--- DOCUMENT PASSAGE ---

Saturday, October 1, 2011

At 14 years old, I sat in a shoe store

before going to the doctor,
my eyes tearing up with handfuls of shoeboxes  s c a t t e r e d  a l l   a r o u n d   m e


as I tried to slide my impaired foot into shoe after shoe


My dream was to own and be able to walk in a pair of bright, red shiny stilettos
but I had permanent nerve damage in my leg and ankle that prevented me from lifting my right foot into a shoe.

I quickly wiped my eyes before anyone could tell I was crying,
and as I began to bandage my leg back up into my brace,
my mom
held my hand and told me that I'd be able to wear them someday


One day after having surgery, the doctors removed one of my casts
from my newly tender skin and left the room
for a moment.

The skin on my leg was so tender from surgery,
that it hurt for it to even touch the bed I was laying on
so my mom
came up and held my leg for me so that it wouldn't have to touch the bed.

---

- _WORK INSTRUCTION_
Please update the part of the shoe store text that opens with "before going to" and closes with "into a shoe.", putting "high heels" in place of "stilettos". The rows are separate material with no connection to the shoe store text.

--- GIVEN INFORMATION ---

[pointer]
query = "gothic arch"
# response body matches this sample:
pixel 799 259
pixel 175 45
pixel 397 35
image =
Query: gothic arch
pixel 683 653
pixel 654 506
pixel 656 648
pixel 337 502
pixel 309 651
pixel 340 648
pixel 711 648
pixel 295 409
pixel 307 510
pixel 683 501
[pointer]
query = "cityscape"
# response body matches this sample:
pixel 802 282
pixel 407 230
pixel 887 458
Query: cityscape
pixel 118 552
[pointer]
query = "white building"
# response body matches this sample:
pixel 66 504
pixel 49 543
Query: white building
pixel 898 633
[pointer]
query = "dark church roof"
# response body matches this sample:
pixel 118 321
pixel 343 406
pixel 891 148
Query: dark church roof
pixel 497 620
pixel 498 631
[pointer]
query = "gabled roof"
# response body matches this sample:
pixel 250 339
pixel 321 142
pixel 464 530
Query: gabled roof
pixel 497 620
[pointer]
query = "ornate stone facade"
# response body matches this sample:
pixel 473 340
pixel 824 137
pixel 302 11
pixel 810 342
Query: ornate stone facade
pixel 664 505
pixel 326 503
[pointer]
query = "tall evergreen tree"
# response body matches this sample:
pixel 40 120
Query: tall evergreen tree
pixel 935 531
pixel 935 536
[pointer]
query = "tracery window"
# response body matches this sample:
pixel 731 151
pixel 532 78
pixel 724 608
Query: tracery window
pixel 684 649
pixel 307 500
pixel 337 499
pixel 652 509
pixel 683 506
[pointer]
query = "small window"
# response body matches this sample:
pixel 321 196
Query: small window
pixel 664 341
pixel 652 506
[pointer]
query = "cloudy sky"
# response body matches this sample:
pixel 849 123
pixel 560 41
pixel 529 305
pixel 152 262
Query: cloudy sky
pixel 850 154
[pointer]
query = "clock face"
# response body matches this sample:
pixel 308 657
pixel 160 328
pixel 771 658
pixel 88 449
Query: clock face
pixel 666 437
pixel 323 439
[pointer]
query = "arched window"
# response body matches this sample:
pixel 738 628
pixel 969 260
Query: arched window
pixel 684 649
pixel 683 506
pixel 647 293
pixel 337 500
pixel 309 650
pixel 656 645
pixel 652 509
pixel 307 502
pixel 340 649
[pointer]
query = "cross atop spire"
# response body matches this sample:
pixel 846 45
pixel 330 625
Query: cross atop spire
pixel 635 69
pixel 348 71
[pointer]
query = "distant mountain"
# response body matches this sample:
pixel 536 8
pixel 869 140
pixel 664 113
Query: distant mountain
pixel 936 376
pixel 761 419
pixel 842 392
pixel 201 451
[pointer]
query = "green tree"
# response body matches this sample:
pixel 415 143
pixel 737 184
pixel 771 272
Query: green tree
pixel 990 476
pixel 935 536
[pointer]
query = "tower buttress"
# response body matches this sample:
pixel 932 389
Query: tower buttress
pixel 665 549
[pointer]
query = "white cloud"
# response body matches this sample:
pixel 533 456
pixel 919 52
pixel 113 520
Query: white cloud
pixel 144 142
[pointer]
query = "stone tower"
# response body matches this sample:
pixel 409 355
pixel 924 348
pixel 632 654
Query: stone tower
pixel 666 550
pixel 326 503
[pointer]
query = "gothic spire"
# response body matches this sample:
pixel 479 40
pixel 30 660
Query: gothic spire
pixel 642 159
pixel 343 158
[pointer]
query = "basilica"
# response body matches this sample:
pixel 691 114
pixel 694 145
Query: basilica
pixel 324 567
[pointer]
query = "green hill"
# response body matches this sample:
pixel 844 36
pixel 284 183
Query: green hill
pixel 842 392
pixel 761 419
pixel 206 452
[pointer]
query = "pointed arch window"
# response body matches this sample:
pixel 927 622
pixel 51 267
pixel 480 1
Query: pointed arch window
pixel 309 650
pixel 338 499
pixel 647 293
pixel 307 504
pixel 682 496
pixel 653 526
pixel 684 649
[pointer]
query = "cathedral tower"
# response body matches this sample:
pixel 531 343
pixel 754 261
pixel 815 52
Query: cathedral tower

---

- _EXERCISE SOLUTION_
before going to the doctor,
my eyes tearing up with handfuls of shoeboxes  s c a t t e r e d  a l l   a r o u n d   m e


as I tried to slide my impaired foot into shoe after shoe


My dream was to own and be able to walk in a pair of bright, red shiny high heels
but I had permanent nerve damage in my leg and ankle that prevented me from lifting my right foot into a shoe.